Required action: The expected answer is a verbatim transcription of the lines below, beginning with the first and ending with the line that holds "Q: Which region of the image contains the dirt", without pictures.

(Source records)
[Start of Attachment]

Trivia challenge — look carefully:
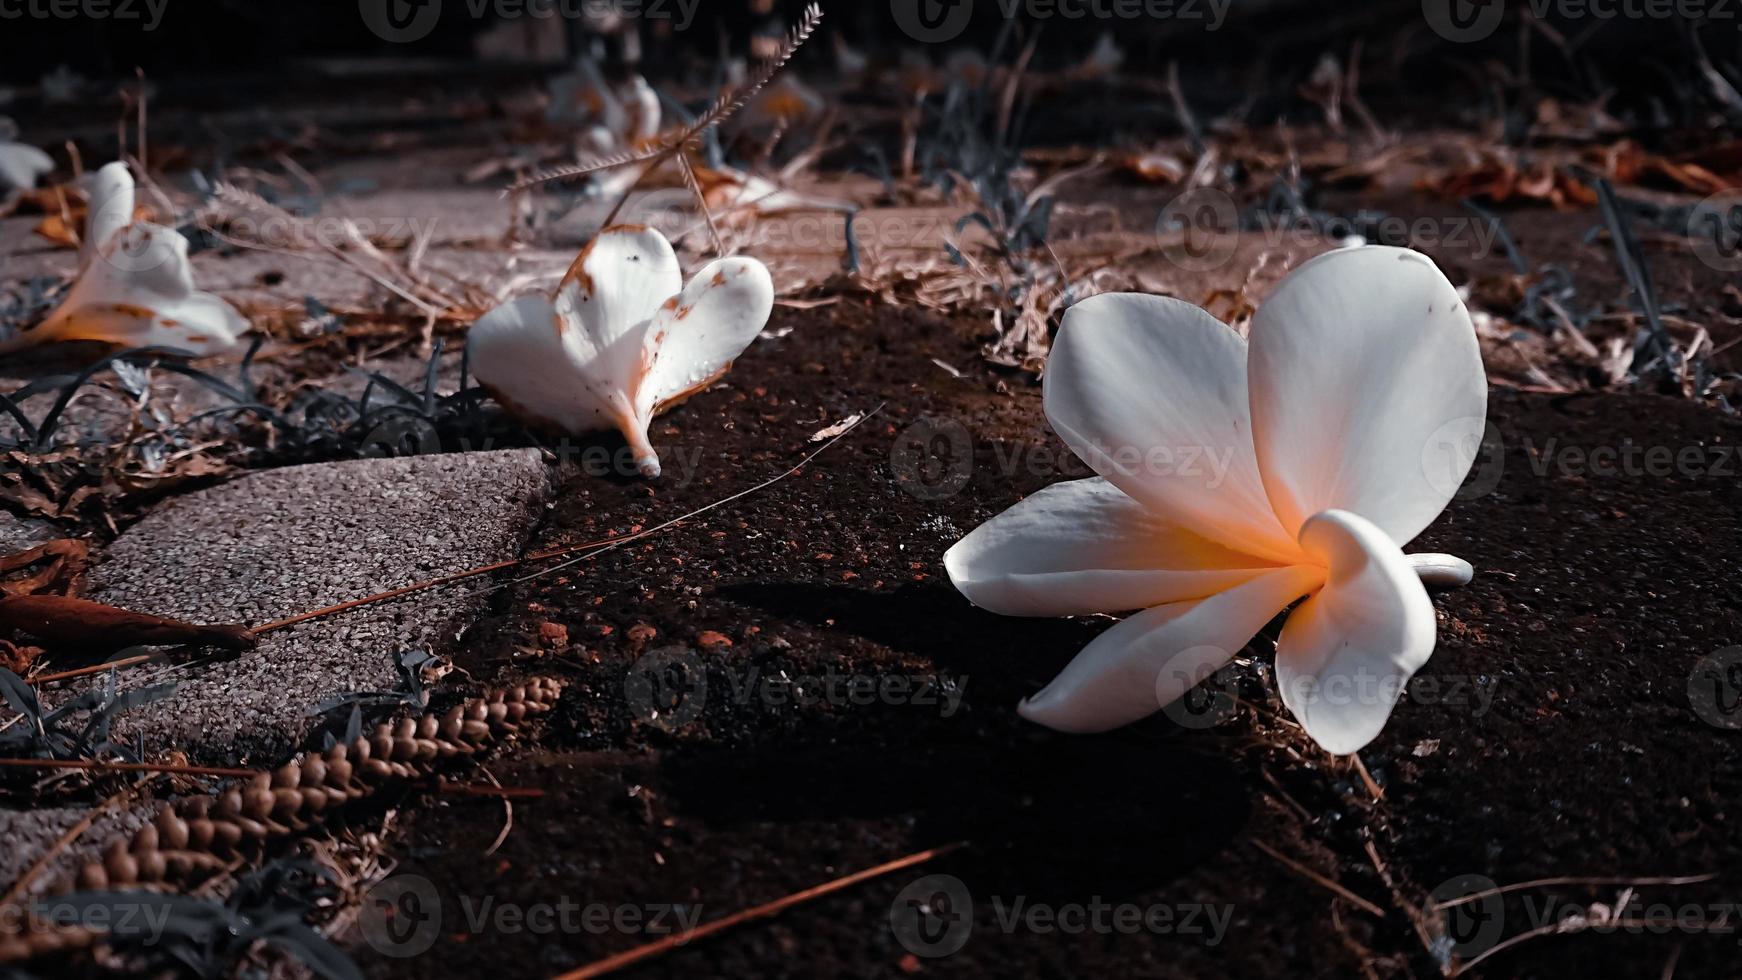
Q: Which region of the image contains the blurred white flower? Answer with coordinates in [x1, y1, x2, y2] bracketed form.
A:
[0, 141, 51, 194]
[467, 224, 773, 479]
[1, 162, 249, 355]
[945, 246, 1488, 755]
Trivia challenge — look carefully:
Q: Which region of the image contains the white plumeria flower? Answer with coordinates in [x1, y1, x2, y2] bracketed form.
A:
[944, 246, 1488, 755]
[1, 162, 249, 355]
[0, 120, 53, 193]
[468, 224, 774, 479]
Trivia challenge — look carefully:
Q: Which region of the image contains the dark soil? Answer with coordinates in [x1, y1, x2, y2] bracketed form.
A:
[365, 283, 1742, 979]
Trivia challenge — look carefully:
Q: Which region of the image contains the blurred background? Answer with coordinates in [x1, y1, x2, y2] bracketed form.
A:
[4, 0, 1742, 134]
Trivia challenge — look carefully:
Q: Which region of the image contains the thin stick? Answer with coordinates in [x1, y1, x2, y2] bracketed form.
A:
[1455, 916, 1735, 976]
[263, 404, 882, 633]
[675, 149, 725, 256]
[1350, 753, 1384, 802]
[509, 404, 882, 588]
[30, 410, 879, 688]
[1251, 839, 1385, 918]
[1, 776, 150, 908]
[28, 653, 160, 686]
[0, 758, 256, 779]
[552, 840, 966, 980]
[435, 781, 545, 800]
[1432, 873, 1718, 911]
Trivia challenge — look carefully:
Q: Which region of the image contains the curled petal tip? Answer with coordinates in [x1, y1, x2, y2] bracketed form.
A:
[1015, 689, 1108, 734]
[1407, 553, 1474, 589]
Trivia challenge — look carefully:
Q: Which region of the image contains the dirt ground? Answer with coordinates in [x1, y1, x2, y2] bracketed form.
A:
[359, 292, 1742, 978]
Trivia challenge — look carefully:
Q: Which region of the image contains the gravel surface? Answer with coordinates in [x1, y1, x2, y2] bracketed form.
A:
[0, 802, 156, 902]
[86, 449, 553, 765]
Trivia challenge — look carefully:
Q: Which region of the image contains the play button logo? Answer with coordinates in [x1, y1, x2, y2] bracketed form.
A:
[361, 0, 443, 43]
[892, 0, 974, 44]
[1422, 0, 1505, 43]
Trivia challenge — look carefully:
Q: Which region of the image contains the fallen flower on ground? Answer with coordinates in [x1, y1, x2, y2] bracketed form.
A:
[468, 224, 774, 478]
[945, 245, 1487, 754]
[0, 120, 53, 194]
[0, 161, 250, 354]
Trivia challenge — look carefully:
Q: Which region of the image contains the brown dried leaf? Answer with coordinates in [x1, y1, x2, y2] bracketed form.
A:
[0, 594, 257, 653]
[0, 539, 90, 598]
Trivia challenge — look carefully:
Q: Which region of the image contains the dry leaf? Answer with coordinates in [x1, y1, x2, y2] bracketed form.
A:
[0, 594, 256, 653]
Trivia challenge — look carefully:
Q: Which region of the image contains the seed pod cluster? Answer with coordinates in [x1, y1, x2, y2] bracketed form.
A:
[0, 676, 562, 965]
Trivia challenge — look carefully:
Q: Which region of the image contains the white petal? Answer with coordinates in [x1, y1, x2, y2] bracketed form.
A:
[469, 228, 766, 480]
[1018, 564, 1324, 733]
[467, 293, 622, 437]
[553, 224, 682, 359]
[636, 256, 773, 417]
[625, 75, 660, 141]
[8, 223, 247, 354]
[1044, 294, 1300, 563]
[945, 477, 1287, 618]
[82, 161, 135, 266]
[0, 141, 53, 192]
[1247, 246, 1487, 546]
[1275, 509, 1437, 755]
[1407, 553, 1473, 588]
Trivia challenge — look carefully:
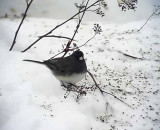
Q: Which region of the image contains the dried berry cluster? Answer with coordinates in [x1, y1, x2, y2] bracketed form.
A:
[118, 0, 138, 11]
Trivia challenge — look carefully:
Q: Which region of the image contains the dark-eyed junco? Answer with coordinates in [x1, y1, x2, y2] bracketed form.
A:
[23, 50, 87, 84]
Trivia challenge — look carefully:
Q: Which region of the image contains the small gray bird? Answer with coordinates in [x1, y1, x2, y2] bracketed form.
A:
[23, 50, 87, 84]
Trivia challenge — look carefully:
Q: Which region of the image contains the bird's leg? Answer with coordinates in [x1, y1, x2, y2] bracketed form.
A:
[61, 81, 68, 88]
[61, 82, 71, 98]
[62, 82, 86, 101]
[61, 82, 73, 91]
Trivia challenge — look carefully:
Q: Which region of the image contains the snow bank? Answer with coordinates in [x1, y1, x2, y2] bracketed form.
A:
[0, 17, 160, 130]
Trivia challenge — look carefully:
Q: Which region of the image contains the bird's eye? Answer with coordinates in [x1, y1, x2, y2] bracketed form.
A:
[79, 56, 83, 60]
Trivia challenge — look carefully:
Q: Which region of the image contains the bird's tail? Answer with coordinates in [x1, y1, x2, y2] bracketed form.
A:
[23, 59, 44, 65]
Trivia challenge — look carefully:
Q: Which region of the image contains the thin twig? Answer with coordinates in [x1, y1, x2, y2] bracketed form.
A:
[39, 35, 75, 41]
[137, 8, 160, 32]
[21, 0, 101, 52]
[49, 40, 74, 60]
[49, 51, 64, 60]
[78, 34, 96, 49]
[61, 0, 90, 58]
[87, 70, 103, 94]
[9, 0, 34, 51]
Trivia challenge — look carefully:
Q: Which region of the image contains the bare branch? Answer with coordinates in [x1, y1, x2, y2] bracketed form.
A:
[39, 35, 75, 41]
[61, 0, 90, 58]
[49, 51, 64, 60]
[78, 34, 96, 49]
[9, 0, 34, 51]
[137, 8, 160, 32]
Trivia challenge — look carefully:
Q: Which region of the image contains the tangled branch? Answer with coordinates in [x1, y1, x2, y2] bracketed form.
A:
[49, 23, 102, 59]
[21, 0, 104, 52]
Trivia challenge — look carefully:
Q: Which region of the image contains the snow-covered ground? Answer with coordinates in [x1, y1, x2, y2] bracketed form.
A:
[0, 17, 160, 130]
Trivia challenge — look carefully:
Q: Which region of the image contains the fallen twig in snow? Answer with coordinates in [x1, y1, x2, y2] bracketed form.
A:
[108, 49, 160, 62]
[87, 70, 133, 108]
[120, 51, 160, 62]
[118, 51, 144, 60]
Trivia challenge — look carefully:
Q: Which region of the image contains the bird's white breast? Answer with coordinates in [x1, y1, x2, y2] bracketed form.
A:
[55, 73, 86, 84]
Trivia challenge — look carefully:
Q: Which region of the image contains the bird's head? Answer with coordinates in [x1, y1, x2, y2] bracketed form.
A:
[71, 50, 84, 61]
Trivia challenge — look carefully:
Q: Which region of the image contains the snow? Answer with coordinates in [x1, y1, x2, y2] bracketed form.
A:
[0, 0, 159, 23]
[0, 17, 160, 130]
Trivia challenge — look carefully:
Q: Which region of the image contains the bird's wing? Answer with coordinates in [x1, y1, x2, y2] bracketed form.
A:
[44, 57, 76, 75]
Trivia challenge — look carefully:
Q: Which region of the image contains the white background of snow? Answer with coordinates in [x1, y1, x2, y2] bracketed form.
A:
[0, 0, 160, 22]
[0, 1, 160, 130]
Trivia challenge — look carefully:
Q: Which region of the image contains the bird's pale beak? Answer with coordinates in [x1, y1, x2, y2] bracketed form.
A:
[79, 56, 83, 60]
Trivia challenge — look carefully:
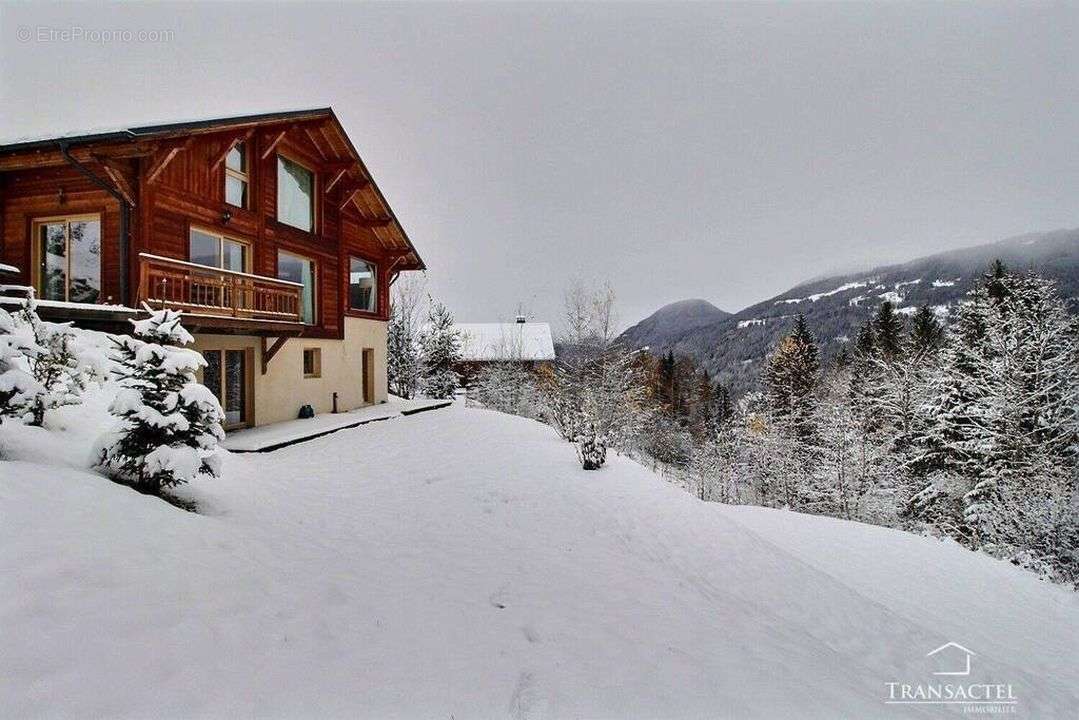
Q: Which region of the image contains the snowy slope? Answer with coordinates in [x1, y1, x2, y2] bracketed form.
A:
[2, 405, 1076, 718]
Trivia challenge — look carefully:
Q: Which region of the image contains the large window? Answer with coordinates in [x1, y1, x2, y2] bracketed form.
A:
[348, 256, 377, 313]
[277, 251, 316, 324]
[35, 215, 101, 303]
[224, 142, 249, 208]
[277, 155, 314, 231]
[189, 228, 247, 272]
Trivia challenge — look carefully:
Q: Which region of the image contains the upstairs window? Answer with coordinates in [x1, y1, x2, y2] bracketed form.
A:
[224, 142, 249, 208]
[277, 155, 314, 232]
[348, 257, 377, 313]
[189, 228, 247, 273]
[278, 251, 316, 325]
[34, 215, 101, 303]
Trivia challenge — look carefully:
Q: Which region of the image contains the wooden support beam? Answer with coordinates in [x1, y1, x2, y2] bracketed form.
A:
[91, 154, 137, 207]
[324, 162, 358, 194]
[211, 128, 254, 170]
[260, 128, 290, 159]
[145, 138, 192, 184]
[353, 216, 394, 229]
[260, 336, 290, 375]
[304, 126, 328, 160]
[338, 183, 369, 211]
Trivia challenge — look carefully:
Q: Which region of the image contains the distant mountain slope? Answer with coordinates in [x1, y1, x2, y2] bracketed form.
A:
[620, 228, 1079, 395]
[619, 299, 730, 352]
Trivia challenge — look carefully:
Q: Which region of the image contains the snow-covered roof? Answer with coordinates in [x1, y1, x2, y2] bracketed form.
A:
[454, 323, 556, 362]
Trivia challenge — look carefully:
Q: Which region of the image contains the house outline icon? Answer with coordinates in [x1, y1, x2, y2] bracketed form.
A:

[End of Attachment]

Expected output:
Trivia challenge — look carefully:
Q: Which region of the image contains the blurred white flower? Answer with coordinates in [x1, y1, x2, y2] bracketed form.
A:
[0, 141, 51, 194]
[467, 224, 773, 479]
[1, 162, 249, 355]
[945, 246, 1488, 755]
Trivia challenge — look carefully:
Q: Which region of the image contains the white plumeria flower? Answer with coordinates in [x1, y1, x2, y2] bracketed form.
A:
[944, 246, 1488, 755]
[1, 162, 249, 355]
[0, 120, 53, 193]
[468, 224, 774, 479]
Trivia challenge — look carefully:
Q: Which region of the image contains the dark soil? Answer with coordinates in [x1, y1, x2, y2] bracketed form.
A:
[365, 283, 1742, 979]
Trivia challenge — look carefully:
Q: Which region of the image contains the blurred background? Answer with coordinates in [x1, y1, x2, y2] bracketed form.
A:
[4, 0, 1742, 134]
Trivia challenge — look carefully:
Q: Which region of the image contains the thin stick? Answer with coordinates in [x1, y1, x2, y2] bracketed form.
A:
[1455, 916, 1735, 976]
[263, 404, 882, 633]
[675, 149, 725, 256]
[1350, 753, 1384, 802]
[509, 404, 882, 588]
[30, 410, 879, 688]
[1251, 839, 1385, 918]
[1, 776, 150, 908]
[28, 653, 160, 686]
[0, 758, 256, 779]
[552, 840, 966, 980]
[435, 781, 545, 800]
[1432, 873, 1718, 911]
Trivia challenge — look carefully:
Q: Which region of the image contains the curled petal tip? Answer with coordinates in [x1, y1, x2, y2] bracketed form.
A:
[1015, 689, 1108, 734]
[1407, 553, 1474, 589]
Trivia challenge — look carefully:
Q: Which region of the image contains the dirt ground? Answer with coordinates in [x1, y1, x2, y2] bracketed form.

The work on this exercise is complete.